──────── DATA EXCERPTS ────────

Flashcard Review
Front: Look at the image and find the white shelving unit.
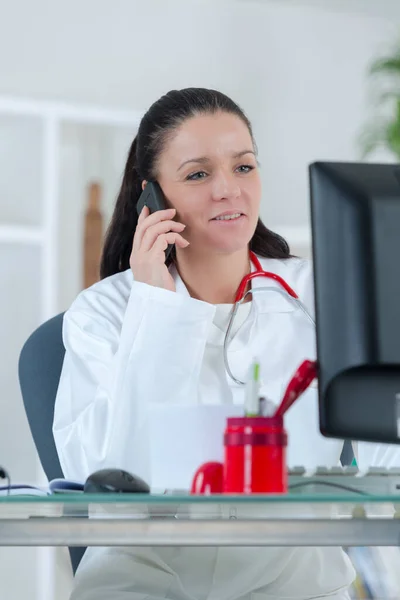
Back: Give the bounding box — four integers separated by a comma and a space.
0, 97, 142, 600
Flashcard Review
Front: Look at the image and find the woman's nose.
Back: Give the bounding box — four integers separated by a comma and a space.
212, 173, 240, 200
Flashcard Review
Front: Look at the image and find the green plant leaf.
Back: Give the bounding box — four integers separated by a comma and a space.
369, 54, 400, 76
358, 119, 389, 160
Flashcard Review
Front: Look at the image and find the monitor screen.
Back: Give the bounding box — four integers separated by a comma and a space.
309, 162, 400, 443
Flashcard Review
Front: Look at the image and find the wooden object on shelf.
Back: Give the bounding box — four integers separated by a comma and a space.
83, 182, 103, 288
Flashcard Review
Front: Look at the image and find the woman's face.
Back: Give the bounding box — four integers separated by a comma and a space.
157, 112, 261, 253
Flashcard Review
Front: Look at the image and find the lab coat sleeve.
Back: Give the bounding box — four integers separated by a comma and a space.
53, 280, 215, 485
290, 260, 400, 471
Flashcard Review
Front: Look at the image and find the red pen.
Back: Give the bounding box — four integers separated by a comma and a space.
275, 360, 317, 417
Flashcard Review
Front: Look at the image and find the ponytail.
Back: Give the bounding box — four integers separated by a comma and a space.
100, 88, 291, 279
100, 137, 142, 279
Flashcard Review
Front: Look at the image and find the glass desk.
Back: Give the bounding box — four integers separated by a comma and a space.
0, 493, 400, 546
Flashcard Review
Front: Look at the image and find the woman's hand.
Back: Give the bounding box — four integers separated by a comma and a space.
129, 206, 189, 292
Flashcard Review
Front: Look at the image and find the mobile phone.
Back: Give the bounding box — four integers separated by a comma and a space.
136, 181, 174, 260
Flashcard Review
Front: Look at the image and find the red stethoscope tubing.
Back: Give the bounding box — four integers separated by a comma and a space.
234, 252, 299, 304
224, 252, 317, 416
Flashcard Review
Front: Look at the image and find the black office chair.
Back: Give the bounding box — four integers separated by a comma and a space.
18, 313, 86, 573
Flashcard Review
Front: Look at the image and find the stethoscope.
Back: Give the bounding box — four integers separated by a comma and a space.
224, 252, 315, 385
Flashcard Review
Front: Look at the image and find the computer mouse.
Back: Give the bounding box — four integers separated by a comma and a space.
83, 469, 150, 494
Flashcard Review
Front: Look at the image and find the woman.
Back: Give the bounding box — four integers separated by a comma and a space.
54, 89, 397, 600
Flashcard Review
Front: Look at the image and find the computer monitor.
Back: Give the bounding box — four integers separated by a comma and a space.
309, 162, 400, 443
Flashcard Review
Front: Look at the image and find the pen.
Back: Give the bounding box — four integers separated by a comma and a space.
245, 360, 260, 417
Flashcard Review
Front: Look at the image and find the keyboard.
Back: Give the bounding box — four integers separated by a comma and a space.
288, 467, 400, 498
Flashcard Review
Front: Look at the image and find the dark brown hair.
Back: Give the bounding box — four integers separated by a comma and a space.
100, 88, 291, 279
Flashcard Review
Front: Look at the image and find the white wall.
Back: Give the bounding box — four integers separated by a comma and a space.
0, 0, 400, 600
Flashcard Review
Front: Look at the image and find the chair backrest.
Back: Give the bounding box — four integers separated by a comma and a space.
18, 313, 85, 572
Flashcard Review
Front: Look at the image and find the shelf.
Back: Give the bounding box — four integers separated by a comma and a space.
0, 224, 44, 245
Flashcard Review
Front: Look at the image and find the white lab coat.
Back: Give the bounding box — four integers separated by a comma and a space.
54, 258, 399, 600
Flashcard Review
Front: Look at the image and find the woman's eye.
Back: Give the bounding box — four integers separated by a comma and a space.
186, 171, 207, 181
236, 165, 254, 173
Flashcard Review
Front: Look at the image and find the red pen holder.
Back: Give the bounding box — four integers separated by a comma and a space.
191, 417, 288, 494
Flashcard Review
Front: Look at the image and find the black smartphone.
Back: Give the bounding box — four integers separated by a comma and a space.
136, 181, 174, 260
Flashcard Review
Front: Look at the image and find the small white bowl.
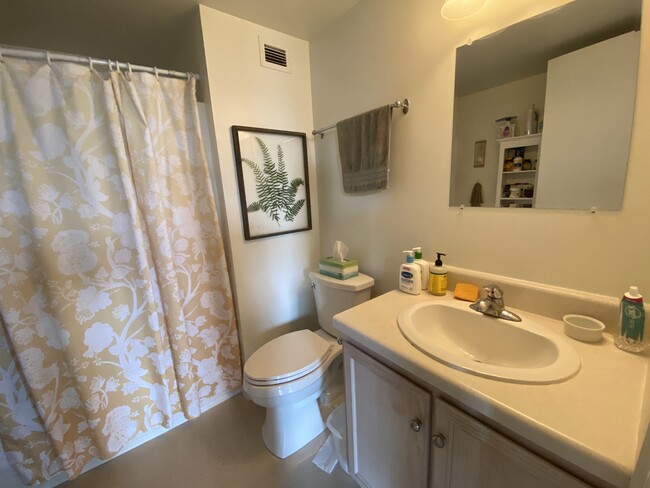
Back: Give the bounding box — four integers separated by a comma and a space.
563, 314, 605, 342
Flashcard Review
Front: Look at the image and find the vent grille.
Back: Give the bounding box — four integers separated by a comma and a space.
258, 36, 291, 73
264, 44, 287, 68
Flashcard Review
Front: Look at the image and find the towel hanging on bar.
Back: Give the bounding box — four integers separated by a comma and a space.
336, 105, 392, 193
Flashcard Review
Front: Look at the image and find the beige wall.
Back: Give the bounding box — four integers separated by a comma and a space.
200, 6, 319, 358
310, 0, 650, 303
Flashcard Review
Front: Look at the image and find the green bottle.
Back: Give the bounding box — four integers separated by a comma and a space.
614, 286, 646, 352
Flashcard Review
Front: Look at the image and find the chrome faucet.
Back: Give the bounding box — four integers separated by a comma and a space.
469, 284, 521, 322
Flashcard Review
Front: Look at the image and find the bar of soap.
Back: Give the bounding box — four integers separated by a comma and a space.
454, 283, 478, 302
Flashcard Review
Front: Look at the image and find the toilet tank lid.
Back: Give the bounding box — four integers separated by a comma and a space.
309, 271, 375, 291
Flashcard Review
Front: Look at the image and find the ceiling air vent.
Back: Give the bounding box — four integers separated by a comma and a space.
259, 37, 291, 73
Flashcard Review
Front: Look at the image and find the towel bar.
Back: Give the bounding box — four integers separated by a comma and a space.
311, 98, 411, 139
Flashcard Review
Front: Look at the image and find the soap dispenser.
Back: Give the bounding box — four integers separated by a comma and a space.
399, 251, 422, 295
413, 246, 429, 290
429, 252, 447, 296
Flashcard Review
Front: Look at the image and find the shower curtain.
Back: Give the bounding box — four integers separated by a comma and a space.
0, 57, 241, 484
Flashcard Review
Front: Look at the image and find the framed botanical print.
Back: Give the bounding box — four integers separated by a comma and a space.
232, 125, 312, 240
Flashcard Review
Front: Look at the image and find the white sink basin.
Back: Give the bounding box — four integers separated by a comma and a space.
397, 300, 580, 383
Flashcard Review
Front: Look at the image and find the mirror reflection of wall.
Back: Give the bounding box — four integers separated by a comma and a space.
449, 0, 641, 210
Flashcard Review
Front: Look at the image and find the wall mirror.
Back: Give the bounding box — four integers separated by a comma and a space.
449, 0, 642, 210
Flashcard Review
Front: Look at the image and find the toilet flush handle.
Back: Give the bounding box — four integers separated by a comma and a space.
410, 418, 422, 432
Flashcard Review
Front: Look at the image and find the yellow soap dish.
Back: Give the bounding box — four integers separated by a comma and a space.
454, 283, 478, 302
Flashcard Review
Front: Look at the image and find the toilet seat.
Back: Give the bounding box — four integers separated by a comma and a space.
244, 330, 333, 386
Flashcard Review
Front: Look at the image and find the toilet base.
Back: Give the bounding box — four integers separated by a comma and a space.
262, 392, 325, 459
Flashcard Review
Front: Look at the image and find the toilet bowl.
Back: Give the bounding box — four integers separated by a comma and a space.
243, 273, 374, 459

────────

WHAT NEEDS TO BE DONE
Pick out every line in the data above that contains the string "chair", matching case exactly, and copy each one.

REPLY TO THE TASK
Front: Look at the image and find the black office chair.
Front: Look at the image and find the chair backrest.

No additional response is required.